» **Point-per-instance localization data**
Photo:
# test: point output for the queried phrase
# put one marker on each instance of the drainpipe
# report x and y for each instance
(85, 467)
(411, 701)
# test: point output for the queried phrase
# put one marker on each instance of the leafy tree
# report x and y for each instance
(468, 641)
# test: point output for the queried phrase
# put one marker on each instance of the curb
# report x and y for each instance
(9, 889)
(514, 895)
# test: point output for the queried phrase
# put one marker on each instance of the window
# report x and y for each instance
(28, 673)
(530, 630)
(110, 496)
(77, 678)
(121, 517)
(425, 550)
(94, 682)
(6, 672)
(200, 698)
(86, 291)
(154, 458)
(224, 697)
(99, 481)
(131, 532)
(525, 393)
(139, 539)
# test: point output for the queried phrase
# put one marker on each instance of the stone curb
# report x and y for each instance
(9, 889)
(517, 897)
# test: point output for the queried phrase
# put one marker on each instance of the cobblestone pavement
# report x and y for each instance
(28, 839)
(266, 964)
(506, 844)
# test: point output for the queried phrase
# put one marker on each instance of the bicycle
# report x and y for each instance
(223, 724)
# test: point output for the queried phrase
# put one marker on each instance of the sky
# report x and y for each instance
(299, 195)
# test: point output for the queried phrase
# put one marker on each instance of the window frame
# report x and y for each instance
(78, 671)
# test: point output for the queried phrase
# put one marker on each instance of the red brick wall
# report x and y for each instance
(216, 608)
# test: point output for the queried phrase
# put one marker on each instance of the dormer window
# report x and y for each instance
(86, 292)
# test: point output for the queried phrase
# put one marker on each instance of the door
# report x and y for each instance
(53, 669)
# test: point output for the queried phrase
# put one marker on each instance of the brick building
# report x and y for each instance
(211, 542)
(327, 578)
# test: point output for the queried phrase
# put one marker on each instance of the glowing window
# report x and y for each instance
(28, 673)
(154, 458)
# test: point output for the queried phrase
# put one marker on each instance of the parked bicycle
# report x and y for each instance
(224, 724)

» **Your task**
The records above must be output exactly, in full.

» **Response to this exercise**
Photo:
# test: point output for the queried phrase
# put one marker on each instance of the drainpipe
# report x and y for each instance
(85, 467)
(411, 701)
# test: point output for the queried phrase
# put one marker on each instance of the leafy tree
# report x and y for each instance
(468, 641)
# test: point output for the queried phrase
# put one marker on each instance of the curb
# report x and y for each instance
(9, 889)
(514, 895)
# test: point output for the queried phrase
# put one marker on each instance of the window
# report x and y for each instance
(28, 673)
(530, 630)
(110, 496)
(77, 678)
(121, 517)
(425, 550)
(94, 682)
(6, 672)
(200, 698)
(86, 291)
(154, 458)
(224, 697)
(99, 481)
(131, 532)
(525, 393)
(139, 539)
# test: point output for the queried phrase
# put one marker on each instance of the stone curb
# report x and y for each instance
(9, 889)
(517, 897)
# test: point output for the queried phrase
# put one marker on each instance of the cobblestone pavement
# report x and y for each instance
(28, 839)
(266, 964)
(506, 844)
# test: point output for the queried phrase
# put one marker on each instance of the bicycle
# report x and y for each instance
(223, 724)
# test: point output for the queried phrase
# put one marker on each instance of the sky
# report x and y for each instance
(299, 195)
# test: point output for the queried phrase
# put one marker on each instance of the window frame
# report x and y for each instance
(78, 671)
# test: point output for the queried phrase
# put one marker on each instance of the red brick wall
# report x and y for each instance
(216, 608)
# test: point output for the queried phrase
# put one marker on each instance of the dormer window
# report x and y for each instance
(86, 292)
# test: point output for the queried phrase
# put one marker on each instance of the door
# report x and y for each instance
(53, 669)
# test: point output for the queried phrase
# put one marker on each instance of the brick building
# report x and y for each instance
(211, 542)
(327, 578)
# test: point output for the queried phrase
# put one marker on each instance of the glowing window
# report x and y for each instance
(28, 673)
(154, 458)
# test: point output for the queried phrase
# put one marker on each instance of the parked bicycle
# report x and y for each instance
(224, 724)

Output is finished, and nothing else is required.